Rewrite every line below in full. Multiply each coordinate in the answers by 1.25 and round it to a whole number, rounding halves up. Leave all other numbers unchanged.

========================================

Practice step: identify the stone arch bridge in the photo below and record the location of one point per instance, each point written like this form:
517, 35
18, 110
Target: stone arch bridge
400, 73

========================================

▶ [Result for this task]
Practice step: identify the stone arch bridge in the photo below and record the location of one point per instance, each point written like this form:
517, 35
18, 110
Target: stone arch bridge
500, 91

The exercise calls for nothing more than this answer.